TEXT SECTION:
I was helping a customer recently to investigate a performance issue that they were experiencing in their MOSS 2007 farm which was running on Windows Server 2003 and using NTLM for authentication. During peak times throughout the day SharePoint sites were becoming incredibly slow to load, the strange thing about this issue is that it didn’t affect all WFE’s at any one time – for example we could submit the same request to an alternatives WFE and sites were loading instantly. This issue didn’t always affect the same WFE so we couldn’t isolate it to a specific server.
When a WFE experienced this issue it had an exceptionally high number of current connections when compared to other WFEs that were not exhibiting the issue, this information was obtained from the PerfMon counter Web Service\Current Connections – http://technet.microsoft.com/en-us/library/cc782186(WS.10).aspx.
We ruled out the load balancer, network, SQL server…..pretty much everything! The ULS logs didn’t help either in this particular case so we decided to review the IIS logs, it was here that we discovered something that was alarming – each and every HTTP request that a user was making was being authenticated! This is not the default behaviour of IIS and is generally an indication that the metabase property AuthPersistSingleRequest – http://www.microsoft.com/technet/prodtechnol/WindowsServer2003/Library/IIS/b0b4ec5c-74f8-43e9-ac64-d8b852568341.mspx?mfr=true has been set to true.

INPUT ROWS:
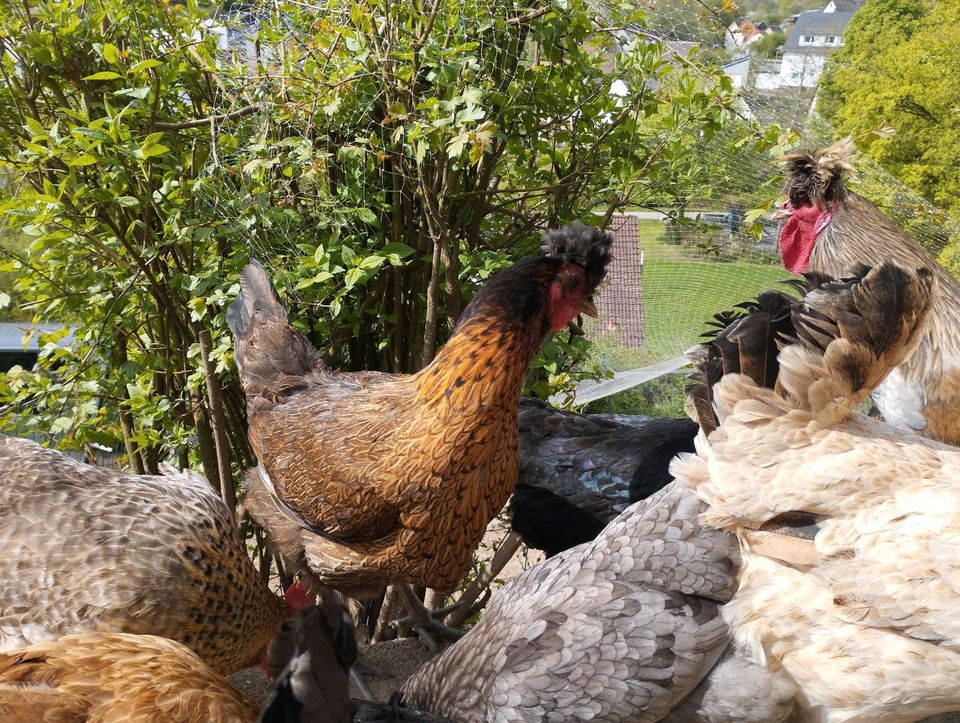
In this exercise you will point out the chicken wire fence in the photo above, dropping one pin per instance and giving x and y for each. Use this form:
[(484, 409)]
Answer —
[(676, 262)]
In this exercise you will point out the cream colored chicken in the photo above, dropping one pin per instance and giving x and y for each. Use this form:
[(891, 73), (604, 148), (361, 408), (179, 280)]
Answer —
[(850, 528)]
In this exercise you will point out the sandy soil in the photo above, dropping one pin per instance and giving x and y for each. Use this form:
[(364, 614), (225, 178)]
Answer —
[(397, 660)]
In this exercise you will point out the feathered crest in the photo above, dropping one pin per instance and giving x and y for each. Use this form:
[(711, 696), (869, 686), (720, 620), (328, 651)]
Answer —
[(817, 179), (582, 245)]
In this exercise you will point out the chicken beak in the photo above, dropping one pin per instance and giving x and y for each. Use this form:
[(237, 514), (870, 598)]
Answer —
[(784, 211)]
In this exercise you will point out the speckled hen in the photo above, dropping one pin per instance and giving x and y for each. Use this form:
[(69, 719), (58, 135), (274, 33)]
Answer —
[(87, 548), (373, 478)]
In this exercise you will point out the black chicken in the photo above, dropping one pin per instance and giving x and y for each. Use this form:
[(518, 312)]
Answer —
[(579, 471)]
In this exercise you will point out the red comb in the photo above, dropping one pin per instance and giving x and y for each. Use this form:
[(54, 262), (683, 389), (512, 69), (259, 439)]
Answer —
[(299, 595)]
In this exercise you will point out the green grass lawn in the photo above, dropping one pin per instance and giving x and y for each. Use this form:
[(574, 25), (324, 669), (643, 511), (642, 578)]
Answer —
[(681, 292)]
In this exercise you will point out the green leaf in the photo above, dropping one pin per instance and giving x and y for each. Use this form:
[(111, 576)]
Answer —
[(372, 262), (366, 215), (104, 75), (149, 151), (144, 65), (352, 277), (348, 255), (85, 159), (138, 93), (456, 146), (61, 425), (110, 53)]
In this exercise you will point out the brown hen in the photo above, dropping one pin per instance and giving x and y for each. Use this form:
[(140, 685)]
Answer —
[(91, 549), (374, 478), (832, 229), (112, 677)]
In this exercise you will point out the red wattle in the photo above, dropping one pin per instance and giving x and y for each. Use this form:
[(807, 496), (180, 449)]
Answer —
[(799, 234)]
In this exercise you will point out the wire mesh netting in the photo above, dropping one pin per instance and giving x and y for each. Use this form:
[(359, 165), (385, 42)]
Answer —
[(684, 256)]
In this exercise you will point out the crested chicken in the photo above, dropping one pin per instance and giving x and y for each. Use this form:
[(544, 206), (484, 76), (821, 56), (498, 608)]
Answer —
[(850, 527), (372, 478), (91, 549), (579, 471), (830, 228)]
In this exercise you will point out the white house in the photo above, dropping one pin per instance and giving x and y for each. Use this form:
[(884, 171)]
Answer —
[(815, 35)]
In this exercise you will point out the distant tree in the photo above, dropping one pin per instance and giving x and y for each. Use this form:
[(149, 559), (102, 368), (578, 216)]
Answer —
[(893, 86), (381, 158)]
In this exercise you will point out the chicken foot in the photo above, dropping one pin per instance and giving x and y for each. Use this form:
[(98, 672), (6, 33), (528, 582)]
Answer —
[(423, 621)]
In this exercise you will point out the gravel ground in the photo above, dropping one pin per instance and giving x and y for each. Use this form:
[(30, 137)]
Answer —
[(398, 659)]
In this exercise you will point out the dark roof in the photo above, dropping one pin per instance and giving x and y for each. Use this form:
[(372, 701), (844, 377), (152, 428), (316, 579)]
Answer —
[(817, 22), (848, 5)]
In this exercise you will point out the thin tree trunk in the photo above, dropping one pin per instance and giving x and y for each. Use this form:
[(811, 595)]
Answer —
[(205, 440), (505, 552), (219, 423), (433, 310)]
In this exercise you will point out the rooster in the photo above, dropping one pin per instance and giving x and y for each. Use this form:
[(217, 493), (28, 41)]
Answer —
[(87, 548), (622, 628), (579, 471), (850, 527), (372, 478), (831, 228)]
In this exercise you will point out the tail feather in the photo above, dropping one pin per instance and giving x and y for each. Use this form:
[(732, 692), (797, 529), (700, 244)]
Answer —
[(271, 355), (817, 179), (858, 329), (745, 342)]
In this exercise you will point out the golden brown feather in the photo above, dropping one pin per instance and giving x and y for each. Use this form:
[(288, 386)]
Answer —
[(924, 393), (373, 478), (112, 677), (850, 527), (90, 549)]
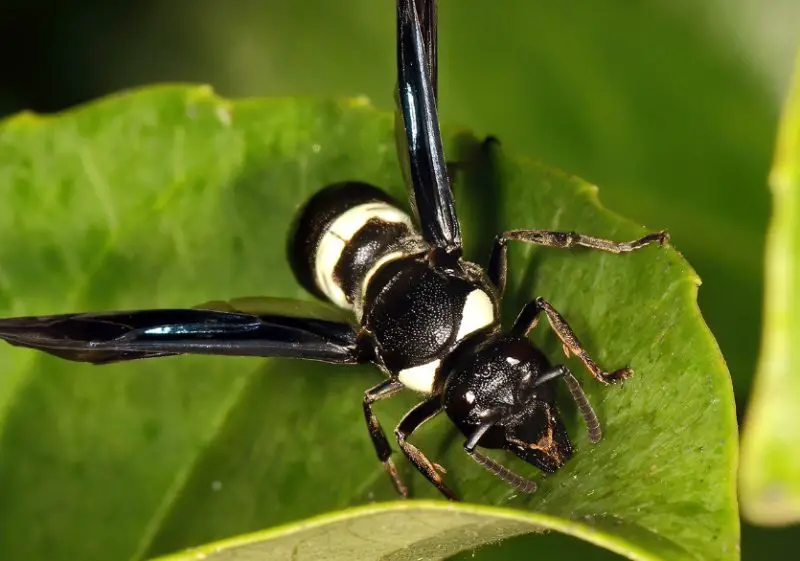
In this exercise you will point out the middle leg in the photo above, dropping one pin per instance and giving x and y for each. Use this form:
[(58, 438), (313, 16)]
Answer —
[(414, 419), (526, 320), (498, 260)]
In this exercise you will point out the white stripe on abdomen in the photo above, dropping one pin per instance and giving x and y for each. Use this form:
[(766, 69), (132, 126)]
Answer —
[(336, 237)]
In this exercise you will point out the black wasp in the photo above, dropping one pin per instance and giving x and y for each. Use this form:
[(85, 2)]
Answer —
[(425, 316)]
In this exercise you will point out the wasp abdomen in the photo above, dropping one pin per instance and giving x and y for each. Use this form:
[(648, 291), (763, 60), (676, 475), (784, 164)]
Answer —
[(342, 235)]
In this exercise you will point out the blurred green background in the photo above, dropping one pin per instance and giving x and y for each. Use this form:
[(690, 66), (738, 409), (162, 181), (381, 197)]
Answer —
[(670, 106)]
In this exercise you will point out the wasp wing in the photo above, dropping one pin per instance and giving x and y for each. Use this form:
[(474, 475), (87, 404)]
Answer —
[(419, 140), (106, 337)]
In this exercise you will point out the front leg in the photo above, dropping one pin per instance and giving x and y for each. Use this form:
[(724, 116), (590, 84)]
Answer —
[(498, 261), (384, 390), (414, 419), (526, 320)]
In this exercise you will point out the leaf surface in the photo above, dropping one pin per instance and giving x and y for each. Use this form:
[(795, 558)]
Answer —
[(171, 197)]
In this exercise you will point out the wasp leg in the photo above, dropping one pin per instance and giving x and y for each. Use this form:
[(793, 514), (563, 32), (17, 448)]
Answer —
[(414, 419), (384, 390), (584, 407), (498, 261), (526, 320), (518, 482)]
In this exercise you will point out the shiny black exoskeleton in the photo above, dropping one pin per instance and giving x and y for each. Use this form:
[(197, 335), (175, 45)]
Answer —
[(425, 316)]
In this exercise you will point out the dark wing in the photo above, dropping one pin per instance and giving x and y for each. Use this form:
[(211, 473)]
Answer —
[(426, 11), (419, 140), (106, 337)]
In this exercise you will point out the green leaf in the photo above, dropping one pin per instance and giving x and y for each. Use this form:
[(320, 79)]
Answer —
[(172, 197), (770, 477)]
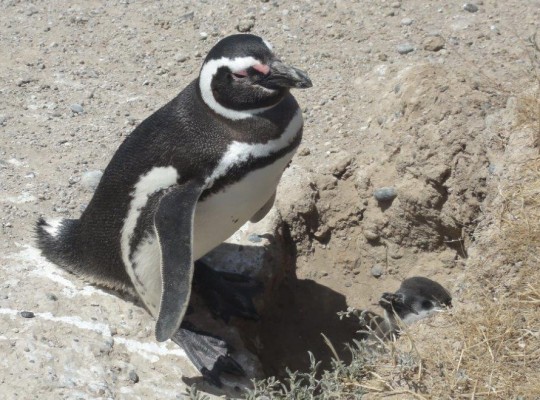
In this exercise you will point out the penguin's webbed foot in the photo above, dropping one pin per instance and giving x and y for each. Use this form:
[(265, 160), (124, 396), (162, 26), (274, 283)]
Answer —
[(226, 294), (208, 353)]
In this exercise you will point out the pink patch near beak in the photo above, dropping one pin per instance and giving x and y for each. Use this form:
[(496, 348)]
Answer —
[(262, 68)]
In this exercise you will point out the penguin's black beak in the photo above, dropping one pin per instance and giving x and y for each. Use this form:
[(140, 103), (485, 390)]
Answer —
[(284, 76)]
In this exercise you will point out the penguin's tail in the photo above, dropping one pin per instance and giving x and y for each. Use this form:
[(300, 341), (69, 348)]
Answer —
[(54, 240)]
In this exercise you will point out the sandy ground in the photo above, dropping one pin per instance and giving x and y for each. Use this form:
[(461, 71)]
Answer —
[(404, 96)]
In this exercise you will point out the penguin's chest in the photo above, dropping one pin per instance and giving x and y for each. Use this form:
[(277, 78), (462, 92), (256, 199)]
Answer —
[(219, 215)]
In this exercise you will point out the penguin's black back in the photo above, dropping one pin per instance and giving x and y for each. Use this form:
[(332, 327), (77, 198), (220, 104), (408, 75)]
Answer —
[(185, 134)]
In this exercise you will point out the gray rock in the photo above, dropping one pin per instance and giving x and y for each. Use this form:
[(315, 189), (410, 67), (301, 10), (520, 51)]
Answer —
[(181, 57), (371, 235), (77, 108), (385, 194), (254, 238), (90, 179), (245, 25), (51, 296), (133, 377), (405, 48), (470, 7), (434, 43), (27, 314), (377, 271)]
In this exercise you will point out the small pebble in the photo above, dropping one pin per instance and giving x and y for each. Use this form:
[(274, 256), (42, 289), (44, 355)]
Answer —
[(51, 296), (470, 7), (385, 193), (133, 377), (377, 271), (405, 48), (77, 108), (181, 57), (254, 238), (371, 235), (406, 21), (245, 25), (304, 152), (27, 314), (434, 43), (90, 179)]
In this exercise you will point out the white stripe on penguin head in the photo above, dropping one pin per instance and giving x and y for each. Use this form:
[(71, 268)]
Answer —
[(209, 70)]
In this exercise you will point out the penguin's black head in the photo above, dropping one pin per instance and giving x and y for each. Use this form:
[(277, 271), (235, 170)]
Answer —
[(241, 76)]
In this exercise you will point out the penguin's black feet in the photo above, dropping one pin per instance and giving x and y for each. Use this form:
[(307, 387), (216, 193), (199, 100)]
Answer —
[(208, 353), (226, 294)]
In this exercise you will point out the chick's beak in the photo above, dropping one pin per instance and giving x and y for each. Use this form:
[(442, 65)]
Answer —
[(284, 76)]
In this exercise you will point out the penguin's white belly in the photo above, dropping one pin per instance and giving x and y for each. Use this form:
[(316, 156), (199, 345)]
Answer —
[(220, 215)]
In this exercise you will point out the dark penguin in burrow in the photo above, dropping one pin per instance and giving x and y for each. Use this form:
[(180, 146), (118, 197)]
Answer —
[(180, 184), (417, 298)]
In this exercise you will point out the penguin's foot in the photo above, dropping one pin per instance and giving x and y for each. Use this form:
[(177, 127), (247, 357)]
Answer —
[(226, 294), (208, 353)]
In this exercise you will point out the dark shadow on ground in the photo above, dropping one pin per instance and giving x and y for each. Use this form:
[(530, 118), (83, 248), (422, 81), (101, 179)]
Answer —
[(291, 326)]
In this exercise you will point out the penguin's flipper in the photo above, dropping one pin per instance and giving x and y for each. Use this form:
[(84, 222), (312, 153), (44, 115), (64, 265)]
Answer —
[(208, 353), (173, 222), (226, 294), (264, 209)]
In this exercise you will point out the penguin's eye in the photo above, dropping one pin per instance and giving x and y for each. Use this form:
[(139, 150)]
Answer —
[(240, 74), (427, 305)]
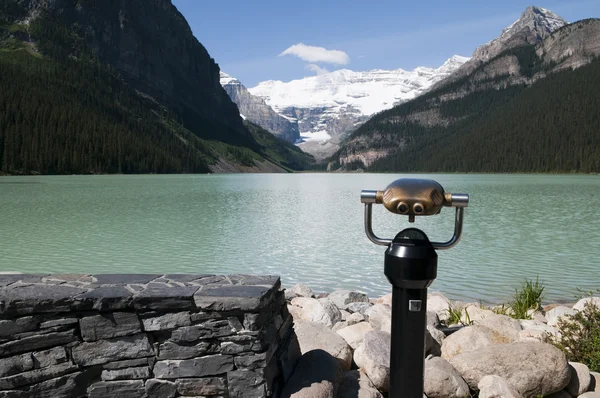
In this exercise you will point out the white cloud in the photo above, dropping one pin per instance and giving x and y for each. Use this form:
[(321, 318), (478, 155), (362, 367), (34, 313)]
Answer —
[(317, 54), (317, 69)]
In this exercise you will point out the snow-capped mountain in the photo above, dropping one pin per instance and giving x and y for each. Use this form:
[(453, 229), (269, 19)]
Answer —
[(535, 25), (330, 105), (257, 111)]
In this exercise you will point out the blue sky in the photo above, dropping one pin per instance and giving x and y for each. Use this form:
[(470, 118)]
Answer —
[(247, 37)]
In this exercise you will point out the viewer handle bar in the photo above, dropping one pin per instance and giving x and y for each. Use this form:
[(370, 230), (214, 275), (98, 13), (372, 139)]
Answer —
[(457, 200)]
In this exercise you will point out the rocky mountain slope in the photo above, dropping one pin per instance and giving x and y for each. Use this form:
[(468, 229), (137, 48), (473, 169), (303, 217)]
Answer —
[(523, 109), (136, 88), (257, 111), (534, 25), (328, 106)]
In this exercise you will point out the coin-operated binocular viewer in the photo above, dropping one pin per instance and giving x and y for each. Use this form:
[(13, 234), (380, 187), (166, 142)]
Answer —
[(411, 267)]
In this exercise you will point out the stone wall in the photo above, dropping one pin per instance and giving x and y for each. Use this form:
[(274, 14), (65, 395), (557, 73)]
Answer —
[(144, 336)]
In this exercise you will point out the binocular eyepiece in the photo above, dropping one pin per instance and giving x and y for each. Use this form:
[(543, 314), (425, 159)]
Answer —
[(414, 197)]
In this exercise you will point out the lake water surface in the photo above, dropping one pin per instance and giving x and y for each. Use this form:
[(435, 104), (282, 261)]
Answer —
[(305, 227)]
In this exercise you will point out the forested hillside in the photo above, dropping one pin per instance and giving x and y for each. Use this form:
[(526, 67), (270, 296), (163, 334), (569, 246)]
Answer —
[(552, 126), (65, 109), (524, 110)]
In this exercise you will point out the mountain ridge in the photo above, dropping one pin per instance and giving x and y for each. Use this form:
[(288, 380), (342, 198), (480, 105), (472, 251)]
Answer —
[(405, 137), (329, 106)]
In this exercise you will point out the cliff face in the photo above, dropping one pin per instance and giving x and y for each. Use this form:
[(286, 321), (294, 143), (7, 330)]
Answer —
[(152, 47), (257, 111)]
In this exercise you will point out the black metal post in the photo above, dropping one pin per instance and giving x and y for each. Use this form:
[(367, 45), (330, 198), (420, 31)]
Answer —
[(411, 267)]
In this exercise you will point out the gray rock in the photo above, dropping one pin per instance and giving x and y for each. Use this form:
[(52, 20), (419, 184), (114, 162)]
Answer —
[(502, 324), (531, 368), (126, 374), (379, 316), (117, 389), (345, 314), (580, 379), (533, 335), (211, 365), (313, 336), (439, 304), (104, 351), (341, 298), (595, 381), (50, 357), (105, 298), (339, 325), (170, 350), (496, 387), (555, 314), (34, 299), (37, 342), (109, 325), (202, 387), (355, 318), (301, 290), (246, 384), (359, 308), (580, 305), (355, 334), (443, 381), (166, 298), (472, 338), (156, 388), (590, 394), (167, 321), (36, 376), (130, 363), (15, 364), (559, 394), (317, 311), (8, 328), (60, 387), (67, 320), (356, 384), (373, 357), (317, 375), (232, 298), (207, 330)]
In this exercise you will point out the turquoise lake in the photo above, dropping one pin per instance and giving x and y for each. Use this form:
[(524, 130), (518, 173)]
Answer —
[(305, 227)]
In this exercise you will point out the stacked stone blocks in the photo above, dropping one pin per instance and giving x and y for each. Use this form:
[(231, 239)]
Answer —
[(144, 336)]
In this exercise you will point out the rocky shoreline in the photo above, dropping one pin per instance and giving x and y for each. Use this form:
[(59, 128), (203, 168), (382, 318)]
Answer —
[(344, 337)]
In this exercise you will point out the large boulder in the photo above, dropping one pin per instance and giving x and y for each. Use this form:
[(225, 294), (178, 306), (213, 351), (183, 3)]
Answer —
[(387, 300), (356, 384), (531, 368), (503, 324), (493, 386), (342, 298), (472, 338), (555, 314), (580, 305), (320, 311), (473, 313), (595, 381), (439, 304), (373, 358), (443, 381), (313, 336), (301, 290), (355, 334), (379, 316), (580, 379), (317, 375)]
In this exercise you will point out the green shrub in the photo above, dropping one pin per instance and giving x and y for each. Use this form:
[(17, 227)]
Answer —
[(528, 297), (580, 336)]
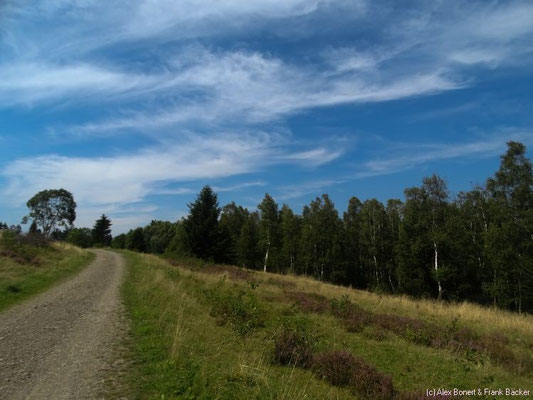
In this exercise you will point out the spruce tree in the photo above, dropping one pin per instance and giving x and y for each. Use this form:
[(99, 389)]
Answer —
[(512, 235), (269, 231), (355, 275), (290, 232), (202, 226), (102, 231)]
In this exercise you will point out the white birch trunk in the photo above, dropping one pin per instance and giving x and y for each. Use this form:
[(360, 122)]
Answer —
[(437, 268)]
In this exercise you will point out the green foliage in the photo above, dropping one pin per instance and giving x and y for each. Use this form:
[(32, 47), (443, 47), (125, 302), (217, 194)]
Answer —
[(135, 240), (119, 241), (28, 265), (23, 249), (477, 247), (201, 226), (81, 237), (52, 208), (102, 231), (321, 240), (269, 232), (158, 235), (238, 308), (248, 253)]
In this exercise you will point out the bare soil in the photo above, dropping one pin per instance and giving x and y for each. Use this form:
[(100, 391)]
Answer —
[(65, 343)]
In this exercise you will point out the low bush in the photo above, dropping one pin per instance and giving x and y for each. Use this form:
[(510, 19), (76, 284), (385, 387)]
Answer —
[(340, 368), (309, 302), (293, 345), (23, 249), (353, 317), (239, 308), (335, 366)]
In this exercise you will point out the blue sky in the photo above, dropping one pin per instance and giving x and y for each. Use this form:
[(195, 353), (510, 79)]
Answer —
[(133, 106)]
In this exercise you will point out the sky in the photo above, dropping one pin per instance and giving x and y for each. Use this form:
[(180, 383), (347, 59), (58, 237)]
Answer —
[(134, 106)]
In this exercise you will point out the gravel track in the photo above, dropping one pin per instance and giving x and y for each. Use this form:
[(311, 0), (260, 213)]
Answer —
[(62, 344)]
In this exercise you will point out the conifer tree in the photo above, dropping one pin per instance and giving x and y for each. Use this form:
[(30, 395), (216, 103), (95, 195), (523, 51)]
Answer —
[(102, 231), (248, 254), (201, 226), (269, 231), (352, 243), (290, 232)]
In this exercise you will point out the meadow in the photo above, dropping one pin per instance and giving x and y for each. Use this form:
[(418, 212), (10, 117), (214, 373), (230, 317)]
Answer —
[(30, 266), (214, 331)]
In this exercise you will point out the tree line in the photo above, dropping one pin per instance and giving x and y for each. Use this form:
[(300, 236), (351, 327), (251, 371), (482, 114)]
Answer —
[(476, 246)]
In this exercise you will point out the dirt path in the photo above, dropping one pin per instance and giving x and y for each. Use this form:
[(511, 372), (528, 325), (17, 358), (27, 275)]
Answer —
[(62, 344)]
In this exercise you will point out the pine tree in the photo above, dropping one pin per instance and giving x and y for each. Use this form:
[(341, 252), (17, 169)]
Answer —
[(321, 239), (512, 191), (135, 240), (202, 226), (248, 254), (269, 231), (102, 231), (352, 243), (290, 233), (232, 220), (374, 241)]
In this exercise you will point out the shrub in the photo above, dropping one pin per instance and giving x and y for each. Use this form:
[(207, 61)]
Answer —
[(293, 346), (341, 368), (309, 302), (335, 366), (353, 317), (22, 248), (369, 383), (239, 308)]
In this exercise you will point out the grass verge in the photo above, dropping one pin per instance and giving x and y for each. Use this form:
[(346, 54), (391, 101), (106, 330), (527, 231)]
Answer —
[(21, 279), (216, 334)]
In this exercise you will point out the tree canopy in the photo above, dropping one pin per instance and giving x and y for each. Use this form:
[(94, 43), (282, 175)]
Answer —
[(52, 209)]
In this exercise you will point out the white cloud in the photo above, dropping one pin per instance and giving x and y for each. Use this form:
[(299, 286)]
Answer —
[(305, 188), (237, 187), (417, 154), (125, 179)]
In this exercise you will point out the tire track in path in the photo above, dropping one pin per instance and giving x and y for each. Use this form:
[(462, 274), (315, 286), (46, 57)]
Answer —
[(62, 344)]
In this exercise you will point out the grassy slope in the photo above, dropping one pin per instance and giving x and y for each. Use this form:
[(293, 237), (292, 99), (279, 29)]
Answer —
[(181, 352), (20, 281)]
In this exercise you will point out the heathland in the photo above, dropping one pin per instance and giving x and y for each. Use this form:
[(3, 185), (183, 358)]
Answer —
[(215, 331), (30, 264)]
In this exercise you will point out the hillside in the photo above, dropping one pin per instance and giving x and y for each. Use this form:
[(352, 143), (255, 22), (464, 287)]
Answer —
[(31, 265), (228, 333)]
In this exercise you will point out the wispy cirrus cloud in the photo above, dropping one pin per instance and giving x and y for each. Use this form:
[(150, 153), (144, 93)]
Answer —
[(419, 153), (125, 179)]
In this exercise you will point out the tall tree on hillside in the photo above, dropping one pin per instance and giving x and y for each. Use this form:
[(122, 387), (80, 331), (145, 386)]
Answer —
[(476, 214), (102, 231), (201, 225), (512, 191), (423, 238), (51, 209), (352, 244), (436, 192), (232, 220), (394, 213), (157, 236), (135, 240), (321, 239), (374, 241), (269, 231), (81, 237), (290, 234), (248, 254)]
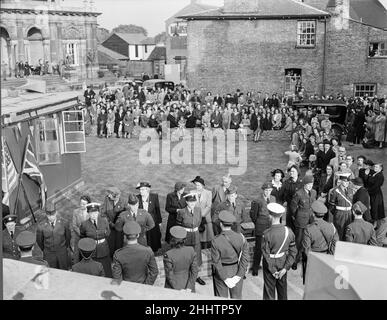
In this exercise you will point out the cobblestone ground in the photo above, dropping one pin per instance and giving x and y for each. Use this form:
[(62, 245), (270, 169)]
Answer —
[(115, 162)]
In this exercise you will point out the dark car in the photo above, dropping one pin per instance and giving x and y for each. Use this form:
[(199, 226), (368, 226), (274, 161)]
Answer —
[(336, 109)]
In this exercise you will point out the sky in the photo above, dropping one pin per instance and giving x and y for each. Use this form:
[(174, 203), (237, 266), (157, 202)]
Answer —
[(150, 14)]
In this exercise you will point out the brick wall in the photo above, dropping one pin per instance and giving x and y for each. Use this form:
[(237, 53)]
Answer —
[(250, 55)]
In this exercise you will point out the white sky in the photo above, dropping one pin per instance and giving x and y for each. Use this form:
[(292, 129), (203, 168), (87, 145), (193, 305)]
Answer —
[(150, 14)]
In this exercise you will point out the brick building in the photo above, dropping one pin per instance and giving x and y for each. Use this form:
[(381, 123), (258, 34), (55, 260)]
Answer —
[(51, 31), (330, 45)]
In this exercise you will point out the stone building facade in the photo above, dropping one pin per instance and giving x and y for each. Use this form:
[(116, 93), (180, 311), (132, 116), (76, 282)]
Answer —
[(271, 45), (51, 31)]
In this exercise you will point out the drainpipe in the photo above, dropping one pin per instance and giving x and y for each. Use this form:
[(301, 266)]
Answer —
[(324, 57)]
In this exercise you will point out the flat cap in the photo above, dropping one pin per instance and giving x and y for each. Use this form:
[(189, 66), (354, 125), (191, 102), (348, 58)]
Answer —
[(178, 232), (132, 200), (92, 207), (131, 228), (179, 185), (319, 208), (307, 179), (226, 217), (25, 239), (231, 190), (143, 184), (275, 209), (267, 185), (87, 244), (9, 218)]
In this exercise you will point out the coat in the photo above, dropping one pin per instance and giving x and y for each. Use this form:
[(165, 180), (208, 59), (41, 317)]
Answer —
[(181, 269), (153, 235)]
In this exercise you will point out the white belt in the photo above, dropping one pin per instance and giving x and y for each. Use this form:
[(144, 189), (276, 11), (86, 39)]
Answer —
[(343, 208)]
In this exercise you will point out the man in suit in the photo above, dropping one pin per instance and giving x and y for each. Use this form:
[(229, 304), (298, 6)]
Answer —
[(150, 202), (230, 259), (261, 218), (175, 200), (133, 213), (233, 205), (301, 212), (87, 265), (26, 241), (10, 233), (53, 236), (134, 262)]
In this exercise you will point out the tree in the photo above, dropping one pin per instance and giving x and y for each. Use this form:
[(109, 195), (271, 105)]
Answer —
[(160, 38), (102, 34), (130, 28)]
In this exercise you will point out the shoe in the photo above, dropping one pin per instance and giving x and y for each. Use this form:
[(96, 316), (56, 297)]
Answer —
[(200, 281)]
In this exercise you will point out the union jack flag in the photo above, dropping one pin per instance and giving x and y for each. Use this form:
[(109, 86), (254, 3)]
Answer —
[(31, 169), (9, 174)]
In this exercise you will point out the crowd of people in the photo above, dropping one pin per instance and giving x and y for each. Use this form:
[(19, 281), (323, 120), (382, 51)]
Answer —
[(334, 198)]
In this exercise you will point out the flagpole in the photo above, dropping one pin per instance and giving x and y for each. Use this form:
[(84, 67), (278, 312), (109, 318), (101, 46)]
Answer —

TASKS TO PERFORM:
A – Summarize the text on the SharePoint performance issue in two sentences.
B – Lay out the stretch of the entries from their start through the line containing "[(676, 262)]" as a Markdown table with the columns No. and Line, omitting blank lines and pictures.

TASK-BY-TASK SOLUTIONS:
A – During peak times, SharePoint sites in a MOSS 2007 farm running on Windows Server 2003 with NTLM authentication became incredibly slow on some WFEs but not others, and an affected WFE showed an exceptionally high number of current connections. After the load balancer, network, and SQL server were ruled out, the IIS logs revealed that every HTTP request was being authenticated, which is not the default behavior of IIS and generally indicates that the metabase property AuthPersistSingleRequest has been set to true.

B –
| No. | Line |
|---|---|
| 1 | In this exercise you will point out the chicken wire fence in the photo above, dropping one pin per instance and giving x and y for each. Use this form: |
| 2 | [(484, 409)] |
| 3 | Answer — |
| 4 | [(676, 262)] |